Reading passage:
<<<<
Sorry for the late reply, Alexandre. I'm busy with other suffs.

On Mon, Jul 24, 2023 at 5:05 PM Alexandre Ghiti <alex@ghiti.fr> wrote:
>
>
> On 22/07/2023 01:59, Guo Ren wrote:
> > On Fri, Jul 21, 2023 at 4:01 PM Alexandre Ghiti <alex@ghiti.fr> wrote:
> >>
> >> On 21/07/2023 18:08, Guo Ren wrote:
> >>> On Fri, Jul 21, 2023 at 11:19 PM Alexandre Ghiti <alex@ghiti.fr> wrote:
> >>>> On 21/07/2023 16:51, guoren@kernel.org wrote:
> >>>>> From: Guo Ren <guoren@linux.alibaba.com>
> >>>>>
> >>>>> RISC-V specification permits the caching of PTEs whose V (Valid)
> >>>>> bit is clear. Operating systems must be written to cope with this
> >>>>> possibility, but implementers are reminded that eagerly caching
> >>>>> invalid PTEs will reduce performance by causing additional page
> >>>>> faults.
>>>>
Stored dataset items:
<<<<
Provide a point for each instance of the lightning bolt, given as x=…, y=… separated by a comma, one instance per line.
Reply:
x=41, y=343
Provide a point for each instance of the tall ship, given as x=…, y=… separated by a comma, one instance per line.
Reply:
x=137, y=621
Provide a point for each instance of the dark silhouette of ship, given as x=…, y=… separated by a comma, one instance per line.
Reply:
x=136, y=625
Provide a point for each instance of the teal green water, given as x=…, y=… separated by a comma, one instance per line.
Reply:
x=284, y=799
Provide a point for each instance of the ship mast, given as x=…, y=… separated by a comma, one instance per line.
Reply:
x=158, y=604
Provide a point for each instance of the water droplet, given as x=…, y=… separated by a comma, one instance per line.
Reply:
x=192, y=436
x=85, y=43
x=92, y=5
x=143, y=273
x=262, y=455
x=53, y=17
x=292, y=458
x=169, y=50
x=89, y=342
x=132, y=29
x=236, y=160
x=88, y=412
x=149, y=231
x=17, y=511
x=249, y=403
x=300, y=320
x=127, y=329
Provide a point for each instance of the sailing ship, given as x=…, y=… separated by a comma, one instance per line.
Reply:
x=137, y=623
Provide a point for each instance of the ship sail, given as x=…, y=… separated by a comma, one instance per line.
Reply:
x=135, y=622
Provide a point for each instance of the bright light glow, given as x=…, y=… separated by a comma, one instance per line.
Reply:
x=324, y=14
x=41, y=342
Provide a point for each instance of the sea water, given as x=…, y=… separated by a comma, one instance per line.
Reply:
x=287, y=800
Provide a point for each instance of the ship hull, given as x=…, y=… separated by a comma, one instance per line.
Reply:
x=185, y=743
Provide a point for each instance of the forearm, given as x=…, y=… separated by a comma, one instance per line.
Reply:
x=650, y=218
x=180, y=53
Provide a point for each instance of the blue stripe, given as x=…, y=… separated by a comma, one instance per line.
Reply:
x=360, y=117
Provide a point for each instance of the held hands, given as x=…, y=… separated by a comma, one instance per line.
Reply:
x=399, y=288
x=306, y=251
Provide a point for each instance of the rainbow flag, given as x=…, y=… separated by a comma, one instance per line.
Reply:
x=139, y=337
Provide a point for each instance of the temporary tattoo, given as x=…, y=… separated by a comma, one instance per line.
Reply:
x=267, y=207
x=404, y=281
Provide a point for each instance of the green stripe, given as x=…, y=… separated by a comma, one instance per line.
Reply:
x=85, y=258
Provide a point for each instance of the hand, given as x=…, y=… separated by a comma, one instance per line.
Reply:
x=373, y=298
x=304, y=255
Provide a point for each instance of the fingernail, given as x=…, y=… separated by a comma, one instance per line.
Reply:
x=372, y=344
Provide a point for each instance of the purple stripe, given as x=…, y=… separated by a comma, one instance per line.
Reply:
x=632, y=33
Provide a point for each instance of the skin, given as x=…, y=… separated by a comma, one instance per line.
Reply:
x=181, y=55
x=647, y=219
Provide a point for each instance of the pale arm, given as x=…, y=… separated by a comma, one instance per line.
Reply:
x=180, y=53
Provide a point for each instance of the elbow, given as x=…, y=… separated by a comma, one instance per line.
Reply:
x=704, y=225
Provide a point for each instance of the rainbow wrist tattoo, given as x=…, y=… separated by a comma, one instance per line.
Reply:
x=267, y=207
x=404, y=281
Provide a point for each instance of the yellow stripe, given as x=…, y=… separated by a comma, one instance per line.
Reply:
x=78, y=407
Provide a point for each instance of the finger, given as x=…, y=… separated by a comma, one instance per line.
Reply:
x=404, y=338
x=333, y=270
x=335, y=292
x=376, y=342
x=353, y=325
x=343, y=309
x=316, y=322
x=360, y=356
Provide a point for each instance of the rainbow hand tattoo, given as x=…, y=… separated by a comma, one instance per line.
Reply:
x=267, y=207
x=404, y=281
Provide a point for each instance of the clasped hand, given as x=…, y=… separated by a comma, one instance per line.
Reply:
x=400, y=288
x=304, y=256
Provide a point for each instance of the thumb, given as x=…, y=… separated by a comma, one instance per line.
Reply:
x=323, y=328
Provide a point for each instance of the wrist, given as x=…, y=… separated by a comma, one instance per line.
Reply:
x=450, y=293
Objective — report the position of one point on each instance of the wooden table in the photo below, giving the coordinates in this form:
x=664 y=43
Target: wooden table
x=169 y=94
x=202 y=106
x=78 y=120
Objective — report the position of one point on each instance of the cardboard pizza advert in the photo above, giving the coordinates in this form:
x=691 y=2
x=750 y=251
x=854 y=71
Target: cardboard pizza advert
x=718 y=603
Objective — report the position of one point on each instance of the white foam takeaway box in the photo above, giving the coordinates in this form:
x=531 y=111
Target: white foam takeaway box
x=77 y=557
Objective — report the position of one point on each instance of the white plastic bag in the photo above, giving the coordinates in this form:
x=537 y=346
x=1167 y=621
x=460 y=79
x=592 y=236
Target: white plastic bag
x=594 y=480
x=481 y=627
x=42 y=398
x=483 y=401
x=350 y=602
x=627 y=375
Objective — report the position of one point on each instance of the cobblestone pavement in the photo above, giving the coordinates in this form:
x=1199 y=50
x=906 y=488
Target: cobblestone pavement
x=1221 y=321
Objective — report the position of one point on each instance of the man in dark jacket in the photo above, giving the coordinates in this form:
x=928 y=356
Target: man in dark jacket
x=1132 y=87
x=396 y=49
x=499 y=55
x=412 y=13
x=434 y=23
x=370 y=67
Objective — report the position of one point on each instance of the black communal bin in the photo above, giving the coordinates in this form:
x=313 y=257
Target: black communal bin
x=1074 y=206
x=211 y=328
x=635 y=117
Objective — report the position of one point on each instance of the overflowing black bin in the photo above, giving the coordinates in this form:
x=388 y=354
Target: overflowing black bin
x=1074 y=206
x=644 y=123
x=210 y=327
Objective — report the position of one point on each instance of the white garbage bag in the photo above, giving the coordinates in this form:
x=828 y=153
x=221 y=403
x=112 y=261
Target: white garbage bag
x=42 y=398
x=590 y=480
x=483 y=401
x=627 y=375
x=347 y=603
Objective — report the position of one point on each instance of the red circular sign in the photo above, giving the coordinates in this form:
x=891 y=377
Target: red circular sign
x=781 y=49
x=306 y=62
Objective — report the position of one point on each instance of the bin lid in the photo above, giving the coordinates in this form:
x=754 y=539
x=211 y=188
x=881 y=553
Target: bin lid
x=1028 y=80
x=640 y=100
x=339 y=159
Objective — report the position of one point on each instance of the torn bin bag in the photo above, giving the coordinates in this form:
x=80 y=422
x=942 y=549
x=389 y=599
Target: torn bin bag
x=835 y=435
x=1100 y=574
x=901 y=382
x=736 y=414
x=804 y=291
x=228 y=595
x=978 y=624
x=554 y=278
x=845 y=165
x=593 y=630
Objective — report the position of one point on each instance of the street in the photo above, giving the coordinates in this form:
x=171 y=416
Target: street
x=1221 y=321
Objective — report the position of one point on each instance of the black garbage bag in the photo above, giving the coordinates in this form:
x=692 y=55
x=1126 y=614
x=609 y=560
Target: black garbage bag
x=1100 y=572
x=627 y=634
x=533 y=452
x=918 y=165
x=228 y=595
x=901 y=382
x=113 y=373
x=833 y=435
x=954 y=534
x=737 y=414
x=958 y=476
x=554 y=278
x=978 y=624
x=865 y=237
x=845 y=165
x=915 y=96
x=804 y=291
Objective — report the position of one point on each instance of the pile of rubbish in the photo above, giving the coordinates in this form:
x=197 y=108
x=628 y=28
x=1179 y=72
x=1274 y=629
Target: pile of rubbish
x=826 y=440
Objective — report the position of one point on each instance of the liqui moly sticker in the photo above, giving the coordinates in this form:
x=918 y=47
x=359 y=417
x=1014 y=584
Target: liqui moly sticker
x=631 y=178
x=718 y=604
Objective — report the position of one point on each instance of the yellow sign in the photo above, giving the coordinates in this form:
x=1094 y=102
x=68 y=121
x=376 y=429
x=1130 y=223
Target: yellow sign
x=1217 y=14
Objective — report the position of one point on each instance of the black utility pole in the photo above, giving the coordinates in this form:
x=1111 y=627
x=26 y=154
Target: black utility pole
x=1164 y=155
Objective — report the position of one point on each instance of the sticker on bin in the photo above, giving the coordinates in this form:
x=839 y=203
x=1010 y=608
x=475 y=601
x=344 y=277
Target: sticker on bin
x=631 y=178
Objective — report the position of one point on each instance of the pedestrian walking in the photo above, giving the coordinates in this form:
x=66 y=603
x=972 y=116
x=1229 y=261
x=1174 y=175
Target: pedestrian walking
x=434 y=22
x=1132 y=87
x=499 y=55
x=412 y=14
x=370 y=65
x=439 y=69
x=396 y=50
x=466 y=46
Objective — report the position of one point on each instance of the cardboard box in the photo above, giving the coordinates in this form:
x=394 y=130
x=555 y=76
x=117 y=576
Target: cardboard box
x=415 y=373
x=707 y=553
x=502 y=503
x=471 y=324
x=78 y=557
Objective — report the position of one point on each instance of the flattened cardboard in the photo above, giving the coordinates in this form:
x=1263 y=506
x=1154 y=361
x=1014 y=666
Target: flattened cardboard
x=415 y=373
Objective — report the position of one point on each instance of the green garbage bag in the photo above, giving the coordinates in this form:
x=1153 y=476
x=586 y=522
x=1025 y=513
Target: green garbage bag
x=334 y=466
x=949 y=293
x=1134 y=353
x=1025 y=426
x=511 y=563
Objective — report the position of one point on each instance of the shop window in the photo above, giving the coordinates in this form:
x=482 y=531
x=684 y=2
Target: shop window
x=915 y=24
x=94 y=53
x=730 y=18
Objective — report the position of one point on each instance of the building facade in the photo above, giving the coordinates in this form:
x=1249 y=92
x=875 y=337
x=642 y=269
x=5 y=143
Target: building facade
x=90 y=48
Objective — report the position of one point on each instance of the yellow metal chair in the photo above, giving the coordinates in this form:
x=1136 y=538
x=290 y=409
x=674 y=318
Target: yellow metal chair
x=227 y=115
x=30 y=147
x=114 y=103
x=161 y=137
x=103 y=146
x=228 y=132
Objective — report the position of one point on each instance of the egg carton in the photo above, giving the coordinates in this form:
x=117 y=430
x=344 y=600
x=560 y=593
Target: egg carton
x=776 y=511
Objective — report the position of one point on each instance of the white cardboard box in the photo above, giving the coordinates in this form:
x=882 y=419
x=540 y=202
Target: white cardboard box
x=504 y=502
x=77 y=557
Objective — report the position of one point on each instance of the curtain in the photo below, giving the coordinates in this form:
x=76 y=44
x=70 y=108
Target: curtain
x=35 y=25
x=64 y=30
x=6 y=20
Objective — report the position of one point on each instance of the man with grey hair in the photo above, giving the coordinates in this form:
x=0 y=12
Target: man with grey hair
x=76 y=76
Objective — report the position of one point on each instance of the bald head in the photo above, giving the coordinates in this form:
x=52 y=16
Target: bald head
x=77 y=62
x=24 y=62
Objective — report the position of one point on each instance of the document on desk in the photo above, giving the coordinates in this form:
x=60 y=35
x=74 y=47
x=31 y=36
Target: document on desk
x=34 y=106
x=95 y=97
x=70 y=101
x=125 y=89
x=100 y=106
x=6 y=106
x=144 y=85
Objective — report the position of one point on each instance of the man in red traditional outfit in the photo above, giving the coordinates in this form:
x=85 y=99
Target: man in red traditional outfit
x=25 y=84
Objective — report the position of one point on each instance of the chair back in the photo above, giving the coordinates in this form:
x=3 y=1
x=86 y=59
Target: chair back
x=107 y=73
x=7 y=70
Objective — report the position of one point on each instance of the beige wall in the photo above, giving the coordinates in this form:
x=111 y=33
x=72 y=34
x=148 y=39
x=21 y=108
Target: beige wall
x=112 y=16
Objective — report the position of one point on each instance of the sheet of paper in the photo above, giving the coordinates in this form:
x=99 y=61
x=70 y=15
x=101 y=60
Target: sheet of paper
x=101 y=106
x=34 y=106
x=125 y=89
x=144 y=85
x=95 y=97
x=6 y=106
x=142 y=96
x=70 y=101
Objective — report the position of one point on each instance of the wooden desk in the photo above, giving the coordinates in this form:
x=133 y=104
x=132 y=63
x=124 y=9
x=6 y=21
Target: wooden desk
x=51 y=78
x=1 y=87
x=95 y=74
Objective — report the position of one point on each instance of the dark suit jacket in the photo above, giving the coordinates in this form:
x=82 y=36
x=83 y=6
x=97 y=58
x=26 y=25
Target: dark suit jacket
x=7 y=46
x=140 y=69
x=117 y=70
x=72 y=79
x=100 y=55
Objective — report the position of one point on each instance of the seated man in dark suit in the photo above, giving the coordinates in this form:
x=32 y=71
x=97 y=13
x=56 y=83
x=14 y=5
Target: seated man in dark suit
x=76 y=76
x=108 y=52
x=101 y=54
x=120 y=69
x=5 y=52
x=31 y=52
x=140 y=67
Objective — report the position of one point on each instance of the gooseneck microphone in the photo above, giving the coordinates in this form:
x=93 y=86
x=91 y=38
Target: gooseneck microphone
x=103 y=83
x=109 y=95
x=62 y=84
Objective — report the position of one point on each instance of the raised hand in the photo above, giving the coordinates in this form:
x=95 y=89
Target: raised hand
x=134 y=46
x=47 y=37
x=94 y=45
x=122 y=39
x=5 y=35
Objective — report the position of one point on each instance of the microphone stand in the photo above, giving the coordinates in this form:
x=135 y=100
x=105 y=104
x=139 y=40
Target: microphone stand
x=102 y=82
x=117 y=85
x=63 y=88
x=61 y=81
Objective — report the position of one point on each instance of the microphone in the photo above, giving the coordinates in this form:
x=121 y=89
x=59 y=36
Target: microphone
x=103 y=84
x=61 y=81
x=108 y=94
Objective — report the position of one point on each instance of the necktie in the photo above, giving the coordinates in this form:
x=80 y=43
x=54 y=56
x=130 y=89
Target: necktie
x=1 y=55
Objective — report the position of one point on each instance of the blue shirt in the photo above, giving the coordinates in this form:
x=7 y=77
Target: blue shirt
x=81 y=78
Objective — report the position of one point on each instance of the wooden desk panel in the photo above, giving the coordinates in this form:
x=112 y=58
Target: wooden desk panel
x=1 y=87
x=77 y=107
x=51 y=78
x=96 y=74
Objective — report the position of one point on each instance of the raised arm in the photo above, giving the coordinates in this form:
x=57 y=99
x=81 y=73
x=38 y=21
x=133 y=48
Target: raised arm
>>>>
Exercises to complete:
(a) Copy the passage of the RISC-V mailing list excerpt between "Sorry for the" and "whose V (Valid)", inclusive.
(b) In the RISC-V mailing list excerpt, what effect does eagerly caching invalid PTEs have?
(c) Continue the RISC-V mailing list excerpt from its last sentence.

Solved problems:
(a)
Sorry for the late reply, Alexandre. I'm busy with other suffs.

On Mon, Jul 24, 2023 at 5:05 PM Alexandre Ghiti <alex@ghiti.fr> wrote:
>
>
> On 22/07/2023 01:59, Guo Ren wrote:
> > On Fri, Jul 21, 2023 at 4:01 PM Alexandre Ghiti <alex@ghiti.fr> wrote:
> >>
> >> On 21/07/2023 18:08, Guo Ren wrote:
> >>> On Fri, Jul 21, 2023 at 11:19 PM Alexandre Ghiti <alex@ghiti.fr> wrote:
> >>>> On 21/07/2023 16:51, guoren@kernel.org wrote:
> >>>>> From: Guo Ren <guoren@linux.alibaba.com>
> >>>>>
> >>>>> RISC-V specification permits the caching of PTEs whose V (Valid)

(b) It reduces performance by causing additional page faults.

(c)
> >>>>>
> >>>>> So we must keep vmalloc_fault for the spurious page faults of kernel
> >>>>> virtual address from an OoO machine.
> >>>>>
> >>>>> Signed-off-by: Guo Ren <guoren@linux.alibaba.com>
> >>>>> Signed-off-by: Guo Ren <guoren@kernel.org>
> >>>>> ---
> >>>>>     arch/riscv/mm/fault.c | 3 +--
> >>>>>     1 file changed, 1 insertion(+), 2 deletions(-)
> >>>>>
> >>>>> diff --git a/arch/riscv/mm/fault.c b/arch/riscv/mm/fault.c
> >>>>> index 85165fe438d8..f662c9eae7d4 100644
> >>>>> --- a/arch/riscv/mm/fault.c
> >>>>> +++ b/arch/riscv/mm/fault.c
> >>>>> @@ -258,8 +258,7 @@ void handle_page_fault(struct pt_regs *regs)
> >>>>>          * only copy the information from the master page table,
> >>>>>          * nothing more.
> >>>>>          */
> >>>>> -     if ((!IS_ENABLED(CONFIG_MMU) || !IS_ENABLED(CONFIG_64BIT)) &&
> >>>>> -         unlikely(addr >= VMALLOC_START && addr < VMALLOC_END)) {
> >>>>> +     if (unlikely(addr >= TASK_SIZE)) {
> >>>>>                 vmalloc_fault(regs, code, addr);
> >>>>>                 return;
> >>>>>         }
> >>>> Can you share what you are trying to fix here?
> >>> We met a spurious page fault panic on an OoO machine.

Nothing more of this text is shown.